■ REQUIREMENT 1: In the passage on whether a Y axis should start at zero, how much bigger is the proportional difference in bar area in Panel B than the proportional difference in the values?

■ SOURCE PASSAGE:

-=-=-=-=-

One of the major controversies in statistical data visualization is how to choose the Y axis, and in particular whether it should always include zero. In his famous book “How to lie with statistics”, Darrell Huff argued strongly that one should always include the zero point in the Y axis. On the other hand, Edward Tufte has argued against this:

“In general, in a time-series, use a baseline that shows the data not the zero point; don’t spend a lot of empty vertical space trying to reach down to the zero point at the cost of hiding what is going on in the data line itself.” (from https://qz.com/418083/its-ok-not-to-start-your-y-axis-at-zero/)

There are certainly cases where using the zero point makes no sense at all. Let’s say that we are interested in plotting body temperature for an individual over time. In Figure 4.8 we plot the same (simulated) data with or without zero in the Y axis. It should be obvious that by plotting these data with zero in the Y axis (Panel A) we are wasting a lot of space in the figure, given that body temperature of a living person could never go to zero! By including zero, we are also making the apparent jump in temperature during days 21-30 much less evident. In general, my inclination for line plots and scatterplots is to use all of the space in the graph, unless the zero point is truly important to highlight.

Figure 4.8: Body temperature over time, plotted with or without the zero point in the Y axis.

Edward Tufte introduced the concept of the lie factor to describe the degree to which physical differences in a visualization correspond to the magnitude of the differences in the data. If a graphic has a lie factor near 1, then it is appropriately representing the data, whereas lie factors far from one reflect a distortion of the underlying data.

The lie factor supports the argument that one should always include the zero point in a bar chart in many cases. In Figure 4.9 we plot the same data with and without zero in the Y axis. In panel A, the proportional difference in area between the two bars is exactly the same as the proportional difference between the values (i.e. lie factor = 1), whereas in Panel B (where zero is not included) the proportional difference in area between the two bars is roughly 2.8 times bigger than the proportional difference in the values, and thus it visually exaggerates the size of the difference.

Figure 4.9: Two bar charts with associated lie factors.

-=-=-=-=-

■ GIVEN DATA:

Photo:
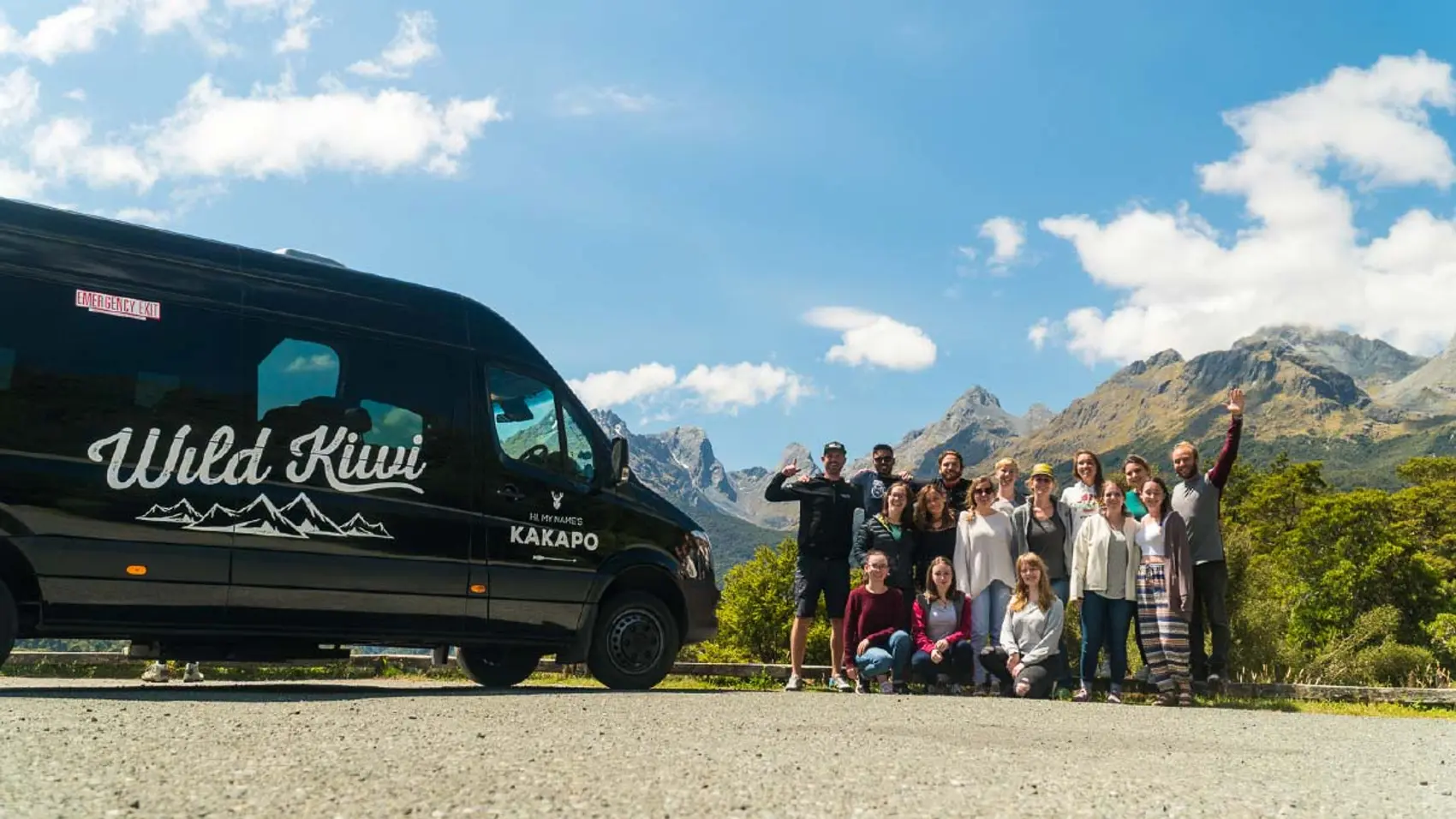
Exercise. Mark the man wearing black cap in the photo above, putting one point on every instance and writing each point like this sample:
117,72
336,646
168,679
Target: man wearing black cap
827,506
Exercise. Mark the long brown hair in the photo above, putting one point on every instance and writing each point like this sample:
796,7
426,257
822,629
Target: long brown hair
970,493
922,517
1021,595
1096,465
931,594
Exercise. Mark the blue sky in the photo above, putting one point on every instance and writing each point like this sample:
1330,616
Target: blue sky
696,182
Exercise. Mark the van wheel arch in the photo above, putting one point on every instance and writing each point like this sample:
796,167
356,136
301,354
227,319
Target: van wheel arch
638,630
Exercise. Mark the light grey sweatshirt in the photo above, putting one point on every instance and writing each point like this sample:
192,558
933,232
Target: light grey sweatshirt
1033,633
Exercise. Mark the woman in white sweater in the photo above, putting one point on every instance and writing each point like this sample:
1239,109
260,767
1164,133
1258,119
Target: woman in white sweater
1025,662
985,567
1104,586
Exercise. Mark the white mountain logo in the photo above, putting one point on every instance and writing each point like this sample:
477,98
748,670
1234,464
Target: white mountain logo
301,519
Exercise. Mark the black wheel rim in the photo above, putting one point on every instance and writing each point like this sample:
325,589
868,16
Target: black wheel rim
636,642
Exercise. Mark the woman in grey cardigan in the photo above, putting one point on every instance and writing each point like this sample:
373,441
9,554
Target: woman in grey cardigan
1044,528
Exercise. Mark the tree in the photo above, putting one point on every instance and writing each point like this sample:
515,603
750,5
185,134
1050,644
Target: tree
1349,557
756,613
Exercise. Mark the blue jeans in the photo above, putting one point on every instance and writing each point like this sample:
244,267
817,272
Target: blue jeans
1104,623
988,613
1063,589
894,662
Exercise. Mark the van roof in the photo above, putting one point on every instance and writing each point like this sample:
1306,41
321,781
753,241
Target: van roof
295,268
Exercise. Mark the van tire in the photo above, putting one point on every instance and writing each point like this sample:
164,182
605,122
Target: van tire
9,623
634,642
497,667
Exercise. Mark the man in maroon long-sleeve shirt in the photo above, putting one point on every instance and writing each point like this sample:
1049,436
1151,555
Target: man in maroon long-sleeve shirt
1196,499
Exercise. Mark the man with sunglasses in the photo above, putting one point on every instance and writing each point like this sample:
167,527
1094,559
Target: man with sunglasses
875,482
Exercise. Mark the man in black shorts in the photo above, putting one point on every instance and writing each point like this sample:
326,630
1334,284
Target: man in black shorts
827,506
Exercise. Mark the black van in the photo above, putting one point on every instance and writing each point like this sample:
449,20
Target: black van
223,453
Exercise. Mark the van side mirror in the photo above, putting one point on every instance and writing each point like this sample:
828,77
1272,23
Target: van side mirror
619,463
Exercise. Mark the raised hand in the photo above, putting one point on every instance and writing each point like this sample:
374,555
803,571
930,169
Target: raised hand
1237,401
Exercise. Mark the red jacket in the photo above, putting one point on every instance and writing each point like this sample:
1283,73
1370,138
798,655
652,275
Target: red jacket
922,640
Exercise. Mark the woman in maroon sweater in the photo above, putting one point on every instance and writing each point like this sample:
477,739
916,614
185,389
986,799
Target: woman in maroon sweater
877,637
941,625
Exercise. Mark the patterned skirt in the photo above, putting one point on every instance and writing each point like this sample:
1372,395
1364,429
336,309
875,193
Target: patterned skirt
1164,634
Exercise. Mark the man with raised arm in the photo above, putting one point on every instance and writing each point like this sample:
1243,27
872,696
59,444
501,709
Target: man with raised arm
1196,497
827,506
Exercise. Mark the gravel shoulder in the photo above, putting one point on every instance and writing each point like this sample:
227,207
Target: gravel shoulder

-=-=-=-=-

■ REQUIREMENT 2: Output the lines of the records starting at the line containing "Exercise. Mark the gravel" and ending at the end of the records, as a JSON list of strings with one string per line and no blank lines.

■ RESPONSE 1: Roughly 2.8 times bigger.

■ RESPONSE 2:
[
  "Exercise. Mark the gravel shoulder in the photo above, putting one point on every instance and writing each point like this sample:",
  "227,207",
  "Target: gravel shoulder"
]